Le poète homosexuel Jean Sénac fut assassiné à Alger chez lui la nuit du 29 au 30 aout 1973. C’est le point de départ des plus folles spéculations sur sa mort. Tous ses biographes accréditent la thèse d’un crime politique que lui-même prédisait. Qu’en est-il vraiment? Le travail d’investigation mené par Hamid Grine sur plusieurs années apporte de nouvelles pièces et de nouvelles pistes. Il lève le voile sur cette mort avec notamment la rencontre avec le mystérieux lycéen accusé d’assassinat. Inédit également, le témoignage de l’ancien ministre de l’Information et de la Culture, Ahmed Taleb-Ibrahimi, que les  biographes de Sénac présentent comme le principal responsable de sa descente aux enfers.
Une chronique de Jean Jacques Bedu
Hamid Grine, Sénac et son diable, Éditions Gaussen, 11/03/2025, 272 pages, 22 €.
Sénac et son diable, l’ouvrage singulier d’Hamid Grine, appartient à cette lignée d’enquêtes intimes où la quête de vérité se mue en exploration des zones d’ombre, tant personnelles que collectives. S’y déploie, avec une sensibilité à fleur de peau et une obstination de limier mélancolique, la recherche d’une figure insaisissable : Mohamed Briedj, l’homme soupçonné d’avoir assassiné le poète Jean Sénac dans sa « cave-vigie » d’Alger, en cette nuit d’août 1973. Un homme devenu fantôme, peut-être bouc émissaire désigné par un pouvoir embarrassé, peut-être simple instrument d’un destin tragique, en tout cas pièce manquante d’un puzzle mémoriel qu’Hamid Grine s’acharne à reconstituer.
L’auteur ne se pose ni en juge ni en historien définitif. Ancien auditeur fervent de l’émission Poésie sur tous les fronts animée par Jean Sénac à la radio algérienne, il porte en lui, depuis près de cinquante ans, le poids de cette mort brutale et des questions restées en suspens. Son livre est ainsi moins un réquisitoire qu’une méditation sur la fragilité des voix dissidentes, la complexité des identités post-coloniales et la persistance des spectres dans l’Algérie contemporaine. Il tisse ensemble les fils ténus de sa propre jeunesse algéroise, les témoignages épars et parfois contradictoires des survivants – spectres eux-mêmes d’une époque révolue –, les archives lacunaires ou inaccessibles, et les béances d’une enquête policière trop vite refermée, le tout guidé par une obsession palpable : retrouver Briedj, « l’homme invisible par excellence« , non pour le clouer au pilori, mais pour entendre sa version, confronter le récit officiel, si mince fût-il, à la parole tue, celle de l’accusé présumé jamais jugé.

· · · ·

ÉNONCÉ 1. Présentez sous forme de liste numérotée les lignes des enregistrements, de la ligne contenant « Mark every single yellow autumn » à la ligne contenant « [329,224,353,249] », ces deux lignes incluses et uniquement celles-ci, sans les lignes vides.

EXTRAITS DES DONNÉES.

· · · ·

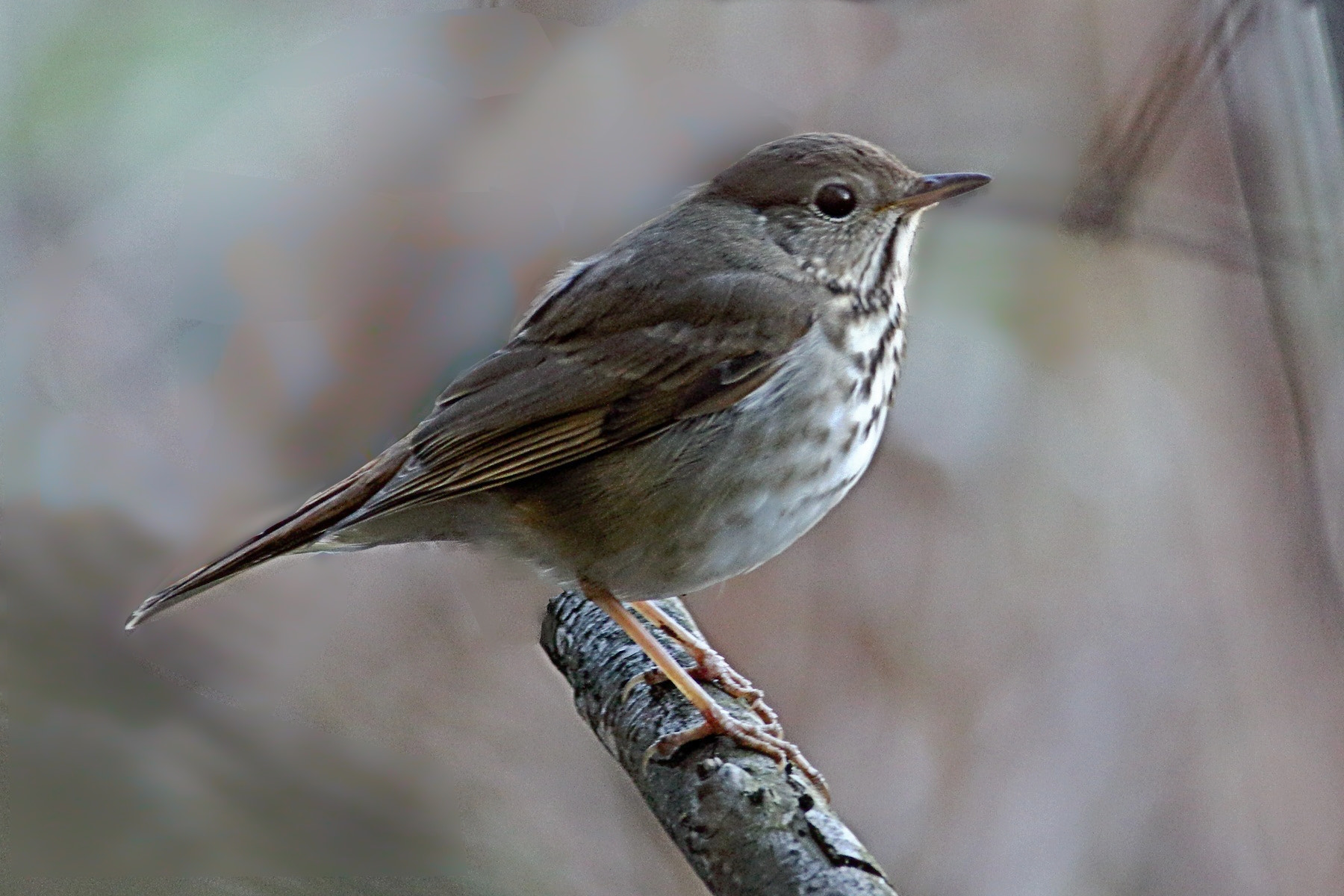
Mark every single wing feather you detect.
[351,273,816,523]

· · · ·

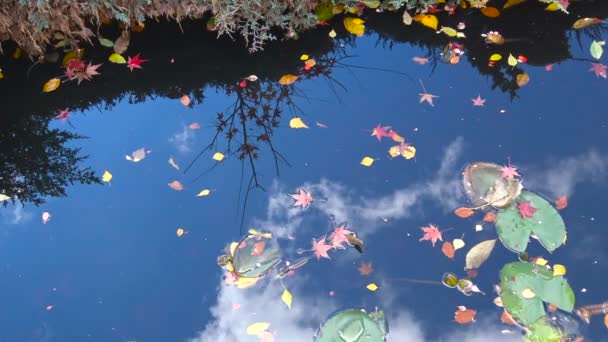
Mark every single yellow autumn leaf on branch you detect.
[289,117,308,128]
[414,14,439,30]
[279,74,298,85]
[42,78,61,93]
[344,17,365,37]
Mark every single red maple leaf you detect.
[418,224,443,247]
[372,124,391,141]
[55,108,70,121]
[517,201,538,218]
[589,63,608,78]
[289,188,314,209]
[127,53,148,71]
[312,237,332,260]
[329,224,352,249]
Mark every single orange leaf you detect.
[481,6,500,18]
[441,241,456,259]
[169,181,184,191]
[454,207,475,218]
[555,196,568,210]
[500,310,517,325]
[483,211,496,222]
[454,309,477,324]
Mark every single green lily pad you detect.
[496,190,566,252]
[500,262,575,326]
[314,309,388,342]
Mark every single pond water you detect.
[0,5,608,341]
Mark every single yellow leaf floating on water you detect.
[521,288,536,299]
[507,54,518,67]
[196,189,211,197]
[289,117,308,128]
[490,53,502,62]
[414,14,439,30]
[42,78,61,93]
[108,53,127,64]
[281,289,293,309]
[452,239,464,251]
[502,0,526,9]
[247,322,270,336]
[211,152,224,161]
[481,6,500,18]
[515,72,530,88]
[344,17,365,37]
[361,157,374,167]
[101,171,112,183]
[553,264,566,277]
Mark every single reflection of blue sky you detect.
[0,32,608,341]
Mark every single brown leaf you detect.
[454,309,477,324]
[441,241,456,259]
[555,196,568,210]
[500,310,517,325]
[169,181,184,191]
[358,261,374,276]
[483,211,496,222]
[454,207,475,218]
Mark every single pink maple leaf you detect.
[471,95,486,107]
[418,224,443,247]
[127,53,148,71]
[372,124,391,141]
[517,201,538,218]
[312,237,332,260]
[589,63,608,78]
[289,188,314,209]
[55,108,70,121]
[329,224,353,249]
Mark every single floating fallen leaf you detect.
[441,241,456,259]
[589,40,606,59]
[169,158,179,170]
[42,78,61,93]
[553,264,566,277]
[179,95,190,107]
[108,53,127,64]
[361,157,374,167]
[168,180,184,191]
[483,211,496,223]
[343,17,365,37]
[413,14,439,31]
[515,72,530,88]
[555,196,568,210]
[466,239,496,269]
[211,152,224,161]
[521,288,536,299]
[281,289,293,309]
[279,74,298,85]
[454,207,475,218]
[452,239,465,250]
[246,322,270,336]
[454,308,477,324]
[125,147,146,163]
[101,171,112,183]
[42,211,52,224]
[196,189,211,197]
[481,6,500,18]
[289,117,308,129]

· · · ·

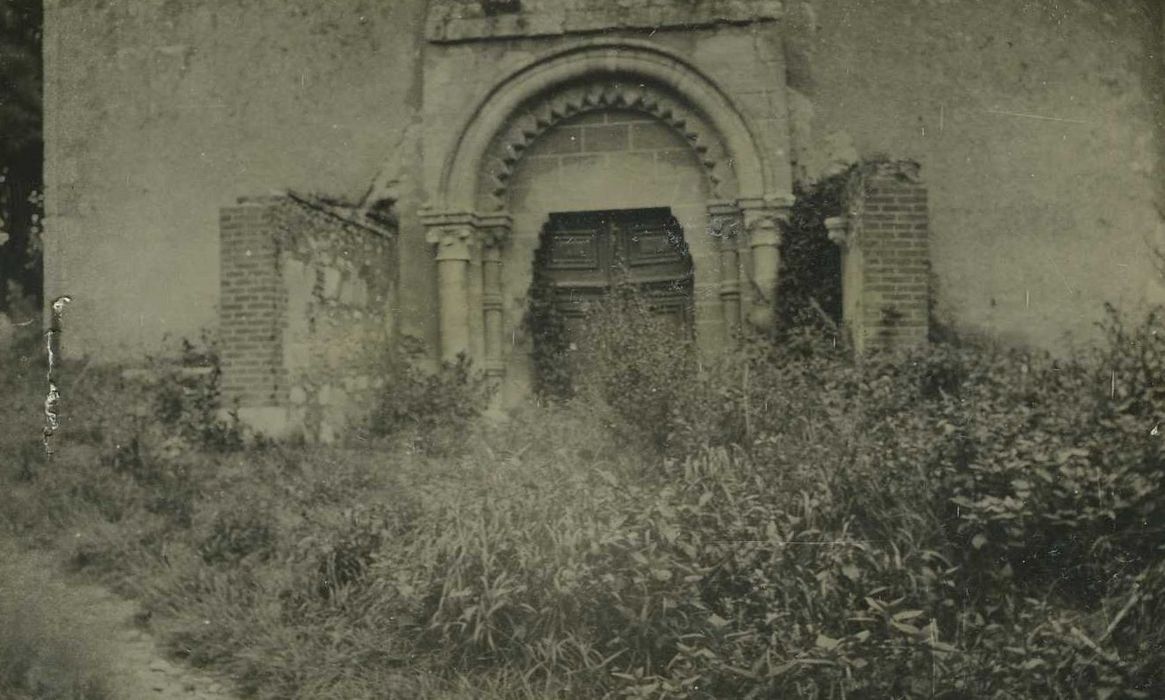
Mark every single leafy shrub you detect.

· · · ·

ÉNONCÉ 2. Traduisez en anglais cette phrase de la chronique : « L’auteur ne se pose ni en juge ni en historien définitif. »

SOLUTION 1.
1. Mark every single yellow autumn leaf on branch you detect.
2. [289,117,308,128]
3. [414,14,439,30]
4. [279,74,298,85]
5. [42,78,61,93]
6. [344,17,365,37]
7. Mark every single red maple leaf you detect.
8. [418,224,443,247]
9. [372,124,391,141]
10. [55,108,70,121]
11. [517,201,538,218]
12. [589,63,608,78]
13. [289,188,314,209]
14. [127,53,148,71]
15. [312,237,332,260]
16. [329,224,352,249]
17. Mark every single orange leaf you detect.
18. [481,6,500,18]
19. [441,241,456,259]
20. [169,181,184,191]
21. [454,207,475,218]
22. [555,196,568,210]
23. [500,310,517,325]
24. [483,211,496,222]
25. [454,309,477,324]
26. Mark every single green lily pad you detect.
27. [496,190,566,252]
28. [500,262,575,326]
29. [314,309,388,342]
30. Mark every single pond water you detect.
31. [0,5,608,341]
32. Mark every single yellow leaf floating on water you detect.
33. [521,288,536,299]
34. [507,54,518,67]
35. [196,189,211,197]
36. [289,117,308,128]
37. [490,53,502,62]
38. [414,14,439,30]
39. [42,78,61,93]
40. [108,53,127,64]
41. [281,289,293,309]
42. [452,239,464,251]
43. [502,0,526,9]
44. [247,322,270,336]
45. [211,152,224,161]
46. [481,6,500,18]
47. [515,72,530,88]
48. [344,17,365,37]
49. [361,157,374,167]
50. [101,171,112,183]
51. [553,264,566,277]
52. Mark every single reflection of blue sky you detect.
53. [0,32,608,341]
54. Mark every single brown leaf you detect.
55. [454,309,477,324]
56. [441,241,456,259]
57. [555,196,568,210]
58. [500,310,517,325]
59. [169,181,184,191]
60. [358,261,374,276]
61. [483,211,496,222]
62. [454,207,475,218]
63. Mark every single pink maple leaf you detect.
64. [471,95,486,107]
65. [418,224,443,247]
66. [127,53,148,71]
67. [372,124,391,141]
68. [517,201,538,218]
69. [312,237,332,260]
70. [589,63,608,78]
71. [289,188,314,209]
72. [55,108,70,121]
73. [329,224,353,249]

SOLUTION 2. The author sets himself up neither as a judge nor as a definitive historian.